- _INSTRUCTIONS TO FOLLOW_
Starting at the line that contains "Target: gray wall", write out every line through the last one in the records below, word for word. Leave out any pictures.

- _TASK MATERIAL_

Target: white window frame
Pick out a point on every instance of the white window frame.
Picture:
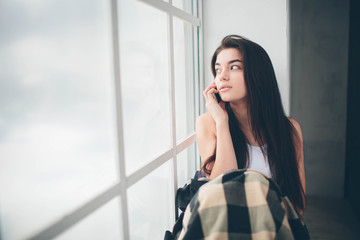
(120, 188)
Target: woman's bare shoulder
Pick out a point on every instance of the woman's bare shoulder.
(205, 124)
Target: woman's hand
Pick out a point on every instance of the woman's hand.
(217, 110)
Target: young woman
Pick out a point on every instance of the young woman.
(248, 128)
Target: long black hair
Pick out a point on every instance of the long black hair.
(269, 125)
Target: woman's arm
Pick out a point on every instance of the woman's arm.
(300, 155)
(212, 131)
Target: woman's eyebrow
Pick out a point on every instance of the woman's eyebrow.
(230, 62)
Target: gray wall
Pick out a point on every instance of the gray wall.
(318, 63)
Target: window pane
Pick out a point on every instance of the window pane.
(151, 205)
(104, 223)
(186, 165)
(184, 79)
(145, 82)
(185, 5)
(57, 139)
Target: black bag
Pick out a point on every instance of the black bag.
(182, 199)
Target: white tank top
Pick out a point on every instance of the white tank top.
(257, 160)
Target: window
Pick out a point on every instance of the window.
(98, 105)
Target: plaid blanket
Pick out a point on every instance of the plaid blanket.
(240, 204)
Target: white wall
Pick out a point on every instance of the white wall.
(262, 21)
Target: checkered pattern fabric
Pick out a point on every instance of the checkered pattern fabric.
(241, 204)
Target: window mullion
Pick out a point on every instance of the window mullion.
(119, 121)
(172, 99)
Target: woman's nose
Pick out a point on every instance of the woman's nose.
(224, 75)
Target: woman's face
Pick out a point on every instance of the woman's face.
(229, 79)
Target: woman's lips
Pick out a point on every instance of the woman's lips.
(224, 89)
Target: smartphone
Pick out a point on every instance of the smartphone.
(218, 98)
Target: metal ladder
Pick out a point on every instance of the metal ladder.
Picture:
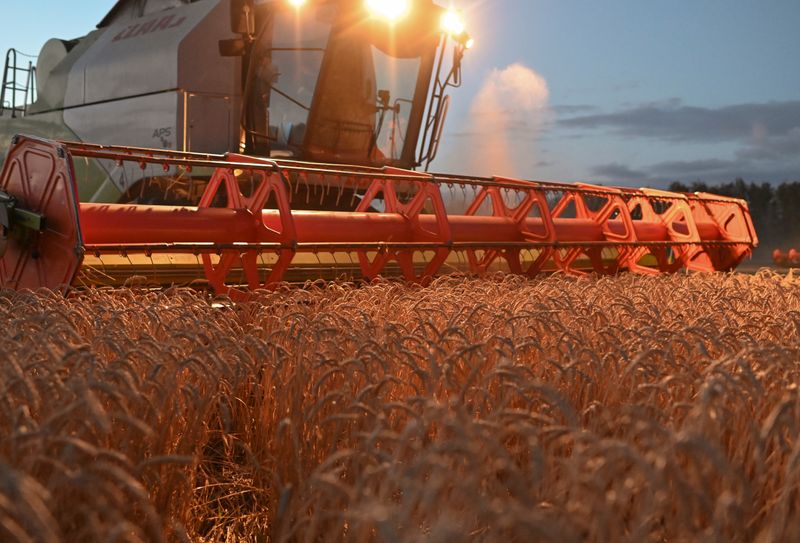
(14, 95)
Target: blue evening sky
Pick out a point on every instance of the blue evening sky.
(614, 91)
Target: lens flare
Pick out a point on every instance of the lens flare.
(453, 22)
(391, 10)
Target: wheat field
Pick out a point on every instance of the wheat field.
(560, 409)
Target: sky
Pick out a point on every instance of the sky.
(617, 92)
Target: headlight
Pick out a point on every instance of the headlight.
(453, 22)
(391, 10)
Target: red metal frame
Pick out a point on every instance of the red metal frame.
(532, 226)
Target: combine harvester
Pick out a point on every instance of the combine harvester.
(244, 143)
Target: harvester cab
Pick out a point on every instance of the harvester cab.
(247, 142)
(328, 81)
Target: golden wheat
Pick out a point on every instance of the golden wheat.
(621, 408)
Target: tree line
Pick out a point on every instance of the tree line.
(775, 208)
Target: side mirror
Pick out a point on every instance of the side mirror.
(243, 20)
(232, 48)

- _COMPLETED EXERCISE_
Target: gray wall
Pick out a point on every instance of the gray wall.
(318, 63)
Target: window pane
Pick out a point on every instance of the window pane.
(151, 205)
(104, 223)
(186, 165)
(184, 79)
(145, 82)
(185, 5)
(57, 139)
Target: black bag
Pick out a point on every instance of the black bag.
(182, 199)
Target: white tank top
Pick out a point on every instance of the white tank top.
(257, 160)
Target: window
Pick out a point on every instance of the window.
(98, 105)
Target: plaid blanket
Pick out a point on every instance of the plaid blanket.
(240, 204)
Target: white wall
Pick out a point on every instance of the white wall.
(262, 21)
Target: checkered pattern fabric
Pick out a point on every instance of the checkered pattern fabric.
(241, 204)
Target: window mullion
Pick out a point on every instance of the window mullion.
(119, 121)
(172, 99)
Target: woman's nose
Pick out a point on every instance of the woman's nose.
(224, 75)
Target: woman's face
Pick out a point on every instance of the woman's face.
(229, 79)
Target: woman's lips
Pick out a point on every instance of the woman's lips.
(224, 89)
Target: smartphone
Pick out a point on every instance of the smartphone.
(218, 98)
Target: metal ladder
Pick out a point on every instance of the metal ladder.
Picture:
(14, 95)
Target: blue evening sky
Pick out a point on every instance of the blue evening sky.
(614, 91)
Target: lens flare
Pick out a point on every instance of the lens flare.
(453, 22)
(391, 10)
Target: wheat field
Pick out a point on every instance of the wheat field.
(560, 409)
Target: sky
Pick out a point on every instance of the sky.
(617, 92)
Target: headlight
Pick out a point on every instance of the headlight.
(453, 22)
(391, 10)
Target: red metal frame
Pick out a point on every instance of the red metal frame.
(532, 226)
Target: combine harvester
Pick out a point on every instance of the combine harvester.
(244, 143)
Target: harvester cab
Pick out a point on every instance of the harvester cab.
(247, 142)
(328, 81)
Target: golden wheat
Pick out a point on every instance of the golden wheat.
(621, 408)
Target: tree line
Pick out a point on every instance of the tree line.
(775, 208)
Target: side mirror
Pick out a point on every instance of the side mirror.
(243, 20)
(232, 48)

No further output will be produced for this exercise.